Un bilan humain effroyable

Dès le lendemain, le gouvernement a annoncé 56 morts au cours de ces évènements tragiques, mais des sources locales et hospitalières rapportent à Sport News Africa un nombre bien plus élevé, qui pourrait atteindre près de 200 victimes. Les morgues, débordées, envisageraient même l’ouverture d’une fosse commune pour faire face à l’afflux de corps. Une idée qui, si elle est mise en application, pourrait enflammer une situation déjà explosive avec de nombreuses familles endeuillées et en colère. Certaines famille ont perdu plusieurs proches, très jeunes pour la plupart, de nombreux mineurs s'étant massé au stade.

Parmi les victimes, Julien Soropogui, 12 ans, est pleuré par sa mère, venue récupérer son corps à la morgue. « Mon fils était parti voir la finale avec ses amis. Quand on m’a appelée pour m’informer qu’il était mort, je n’y croyais pas. Maintenant, je le ramène au village pour son dernier repos », témoigne-t-elle, les larmes aux yeux à Guinéenews.com.

Dans le quartier Kwitèyapoulou, Abdouraham Barry, conducteur de taxi-moto, raconte avoir retrouvé sa femme parmi les victimes à la morgue. « J’ai cherché partout. Quand je suis arrivé à l’hôpital, j’ai vu son corps par la fenêtre. Je ne sais pas comment je vais continuer. C’est une douleur que je n’ai jamais connue. »

Mariam Barry, une jeune ménagère enceinte de cinq mois, fait également partie des victimes. Son mari, encore sous le choc, confie : « Elle m’avait dit qu’elle allait voir le match. Je n’imaginais pas que je ne la reverrais plus vivante. »

Des défaillances organisationnelles accablantes

Plusieurs témoignages mettent en lumière des failles graves dans l’organisation de l’événement. Une foule bien supérieure à la capacité du stade, une porte principale fermée jusqu’à ce qu’elle cède sous la pression, et une absence criante de mesures de sécurité.

Sidy Yansané, journaliste pour le service Afrique de RFI, rapporte également l’intervention controversée du préfet et du gouverneur, qui seraient intervenus auprès de l’arbitre. Ces actions auraient enflammé la tension déjà palpable.

Souleymane Souza Konaté, président de la Commission communication de l’Alliance nationale pour la démocratie et l’alternance (Anad), critique vertement les conditions dans lesquelles la finale s’est déroulée : « C’était irresponsable. Ce tournoi n’aurait jamais dû se tenir dans un stade si vétuste et sans préparation adéquate. Cette tragédie était évitable. »

Une gestion de crise critiquée

Face à la portée du drame, le Premier ministre Bah Oury, accompagné du général Amara Camara, s’est rendu brièvement sur place pour annoncer trois jours de deuil national et promettre une enquête. « N’Zérékoré, c’est toute la Guinée qui est en deuil. Nous devons renforcer notre résilience face à cette tragédie », a déclaré Bah Oury, avant de quitter la ville après une visite à l’hôpital et des rencontres avec les autorités locales.

• **Lignes fournies**
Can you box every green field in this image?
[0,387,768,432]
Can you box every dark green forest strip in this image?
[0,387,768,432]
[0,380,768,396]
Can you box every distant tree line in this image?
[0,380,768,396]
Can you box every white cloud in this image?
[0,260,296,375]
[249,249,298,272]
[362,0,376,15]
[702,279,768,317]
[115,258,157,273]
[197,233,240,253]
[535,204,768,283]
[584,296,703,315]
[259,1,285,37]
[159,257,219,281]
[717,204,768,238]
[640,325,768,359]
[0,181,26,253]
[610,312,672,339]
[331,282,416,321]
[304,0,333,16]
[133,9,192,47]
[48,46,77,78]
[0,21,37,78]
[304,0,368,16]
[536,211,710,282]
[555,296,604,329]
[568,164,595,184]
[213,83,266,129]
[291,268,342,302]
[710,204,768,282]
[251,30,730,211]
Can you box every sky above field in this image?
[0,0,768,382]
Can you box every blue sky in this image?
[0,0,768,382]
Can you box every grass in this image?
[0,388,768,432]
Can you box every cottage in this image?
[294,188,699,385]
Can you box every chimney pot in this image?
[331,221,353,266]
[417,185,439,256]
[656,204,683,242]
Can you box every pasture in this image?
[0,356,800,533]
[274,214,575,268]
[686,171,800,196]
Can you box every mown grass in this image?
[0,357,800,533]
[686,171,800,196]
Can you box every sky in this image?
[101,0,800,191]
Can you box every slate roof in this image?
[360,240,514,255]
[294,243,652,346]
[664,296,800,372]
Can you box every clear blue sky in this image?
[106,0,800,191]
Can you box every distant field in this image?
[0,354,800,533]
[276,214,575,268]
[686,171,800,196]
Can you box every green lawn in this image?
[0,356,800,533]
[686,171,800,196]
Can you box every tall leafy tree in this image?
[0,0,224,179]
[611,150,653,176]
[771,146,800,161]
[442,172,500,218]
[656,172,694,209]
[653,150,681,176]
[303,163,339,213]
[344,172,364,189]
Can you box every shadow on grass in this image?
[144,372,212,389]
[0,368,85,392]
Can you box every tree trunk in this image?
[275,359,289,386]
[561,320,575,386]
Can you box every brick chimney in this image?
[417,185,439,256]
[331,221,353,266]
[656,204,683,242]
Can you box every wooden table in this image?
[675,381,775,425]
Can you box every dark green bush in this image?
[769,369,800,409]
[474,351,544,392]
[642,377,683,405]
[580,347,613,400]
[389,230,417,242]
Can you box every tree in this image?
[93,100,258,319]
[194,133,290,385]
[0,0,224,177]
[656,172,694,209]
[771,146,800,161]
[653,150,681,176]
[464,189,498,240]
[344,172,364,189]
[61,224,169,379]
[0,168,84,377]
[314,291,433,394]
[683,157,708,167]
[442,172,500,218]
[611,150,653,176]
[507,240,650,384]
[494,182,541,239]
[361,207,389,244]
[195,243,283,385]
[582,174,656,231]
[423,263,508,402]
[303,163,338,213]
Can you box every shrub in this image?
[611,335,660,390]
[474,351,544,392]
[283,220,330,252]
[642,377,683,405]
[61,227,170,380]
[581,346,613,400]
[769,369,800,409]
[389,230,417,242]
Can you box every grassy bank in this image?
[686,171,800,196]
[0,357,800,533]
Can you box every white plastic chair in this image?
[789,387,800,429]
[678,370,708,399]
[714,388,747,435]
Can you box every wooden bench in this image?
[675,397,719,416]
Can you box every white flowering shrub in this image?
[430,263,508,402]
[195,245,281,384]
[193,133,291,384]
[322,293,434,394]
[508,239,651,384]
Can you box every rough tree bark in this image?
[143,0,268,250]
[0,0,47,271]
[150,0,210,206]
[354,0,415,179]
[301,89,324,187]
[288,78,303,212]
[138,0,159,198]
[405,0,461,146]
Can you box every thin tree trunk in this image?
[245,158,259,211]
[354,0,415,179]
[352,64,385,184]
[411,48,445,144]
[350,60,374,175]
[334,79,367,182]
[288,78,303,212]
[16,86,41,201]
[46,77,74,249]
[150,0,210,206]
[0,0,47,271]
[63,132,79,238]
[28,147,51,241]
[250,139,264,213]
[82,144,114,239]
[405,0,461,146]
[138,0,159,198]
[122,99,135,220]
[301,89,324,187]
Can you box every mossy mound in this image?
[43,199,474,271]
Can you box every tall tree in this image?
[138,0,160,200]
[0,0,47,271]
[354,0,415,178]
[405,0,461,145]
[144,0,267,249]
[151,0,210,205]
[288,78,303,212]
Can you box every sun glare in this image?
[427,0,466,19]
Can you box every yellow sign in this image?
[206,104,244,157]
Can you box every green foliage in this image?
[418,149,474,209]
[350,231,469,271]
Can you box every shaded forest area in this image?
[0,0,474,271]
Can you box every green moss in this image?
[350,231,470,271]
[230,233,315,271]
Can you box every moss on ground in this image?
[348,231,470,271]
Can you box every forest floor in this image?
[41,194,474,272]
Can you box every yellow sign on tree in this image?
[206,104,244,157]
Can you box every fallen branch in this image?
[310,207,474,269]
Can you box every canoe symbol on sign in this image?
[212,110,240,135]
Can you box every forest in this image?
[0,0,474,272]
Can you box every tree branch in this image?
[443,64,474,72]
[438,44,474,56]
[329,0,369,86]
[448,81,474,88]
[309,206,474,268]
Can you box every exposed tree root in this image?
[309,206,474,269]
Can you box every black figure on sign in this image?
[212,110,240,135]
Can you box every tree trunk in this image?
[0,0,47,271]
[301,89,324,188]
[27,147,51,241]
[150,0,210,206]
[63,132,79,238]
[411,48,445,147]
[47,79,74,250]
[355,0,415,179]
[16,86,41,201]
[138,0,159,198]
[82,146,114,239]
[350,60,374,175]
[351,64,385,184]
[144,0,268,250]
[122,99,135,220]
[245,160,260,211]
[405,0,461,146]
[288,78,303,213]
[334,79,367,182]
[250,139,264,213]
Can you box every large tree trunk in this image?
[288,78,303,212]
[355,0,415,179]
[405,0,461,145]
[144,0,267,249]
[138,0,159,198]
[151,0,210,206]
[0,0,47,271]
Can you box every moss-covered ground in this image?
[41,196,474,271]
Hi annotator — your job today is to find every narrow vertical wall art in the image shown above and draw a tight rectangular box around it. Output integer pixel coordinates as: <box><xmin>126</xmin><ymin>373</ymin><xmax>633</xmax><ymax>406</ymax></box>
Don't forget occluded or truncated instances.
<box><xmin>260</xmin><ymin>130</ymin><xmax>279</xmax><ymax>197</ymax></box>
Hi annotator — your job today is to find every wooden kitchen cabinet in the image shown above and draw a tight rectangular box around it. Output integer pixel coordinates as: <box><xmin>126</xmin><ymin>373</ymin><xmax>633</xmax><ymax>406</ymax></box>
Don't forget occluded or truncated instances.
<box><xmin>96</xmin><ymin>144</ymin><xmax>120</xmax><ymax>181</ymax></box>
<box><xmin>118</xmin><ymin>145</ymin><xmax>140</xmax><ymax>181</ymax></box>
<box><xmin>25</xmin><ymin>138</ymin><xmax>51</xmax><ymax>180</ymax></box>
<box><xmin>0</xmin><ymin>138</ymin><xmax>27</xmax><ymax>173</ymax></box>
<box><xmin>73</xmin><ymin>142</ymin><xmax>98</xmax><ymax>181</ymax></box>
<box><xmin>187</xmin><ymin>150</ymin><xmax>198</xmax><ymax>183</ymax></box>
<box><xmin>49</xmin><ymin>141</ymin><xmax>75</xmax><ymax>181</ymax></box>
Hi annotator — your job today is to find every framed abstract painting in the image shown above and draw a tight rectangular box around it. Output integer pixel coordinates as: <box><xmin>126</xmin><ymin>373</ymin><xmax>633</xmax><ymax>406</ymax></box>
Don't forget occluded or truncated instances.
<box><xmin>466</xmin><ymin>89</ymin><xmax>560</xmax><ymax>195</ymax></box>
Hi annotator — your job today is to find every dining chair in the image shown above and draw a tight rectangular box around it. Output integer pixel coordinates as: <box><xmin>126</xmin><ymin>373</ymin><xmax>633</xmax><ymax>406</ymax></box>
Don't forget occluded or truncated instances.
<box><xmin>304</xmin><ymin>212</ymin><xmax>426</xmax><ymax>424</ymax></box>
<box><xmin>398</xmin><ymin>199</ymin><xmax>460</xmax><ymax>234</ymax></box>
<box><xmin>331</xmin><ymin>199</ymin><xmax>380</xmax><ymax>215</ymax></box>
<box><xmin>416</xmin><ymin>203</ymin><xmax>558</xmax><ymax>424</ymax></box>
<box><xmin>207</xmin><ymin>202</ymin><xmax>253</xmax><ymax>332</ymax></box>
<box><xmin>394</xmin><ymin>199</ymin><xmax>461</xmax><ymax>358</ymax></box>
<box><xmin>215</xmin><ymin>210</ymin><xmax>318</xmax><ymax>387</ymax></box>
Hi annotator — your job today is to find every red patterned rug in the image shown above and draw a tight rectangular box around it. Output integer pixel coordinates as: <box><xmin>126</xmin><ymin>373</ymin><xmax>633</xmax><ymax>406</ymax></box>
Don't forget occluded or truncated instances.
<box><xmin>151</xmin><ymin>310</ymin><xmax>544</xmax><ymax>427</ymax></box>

• **Travail demandé**
Recopiez fidèlement le passage de l'article sur le drame de N'Zérékoré qui va de « Souleymane Souza Konaté, président » à « les autorités locales. ». Les lignes ne sont d'aucune utilité pour ce travail.

• **Solution proposée**
Souleymane Souza Konaté, président de la Commission communication de l’Alliance nationale pour la démocratie et l’alternance (Anad), critique vertement les conditions dans lesquelles la finale s’est déroulée : « C’était irresponsable. Ce tournoi n’aurait jamais dû se tenir dans un stade si vétuste et sans préparation adéquate. Cette tragédie était évitable. »

Une gestion de crise critiquée

Face à la portée du drame, le Premier ministre Bah Oury, accompagné du général Amara Camara, s’est rendu brièvement sur place pour annoncer trois jours de deuil national et promettre une enquête. « N’Zérékoré, c’est toute la Guinée qui est en deuil. Nous devons renforcer notre résilience face à cette tragédie », a déclaré Bah Oury, avant de quitter la ville après une visite à l’hôpital et des rencontres avec les autorités locales.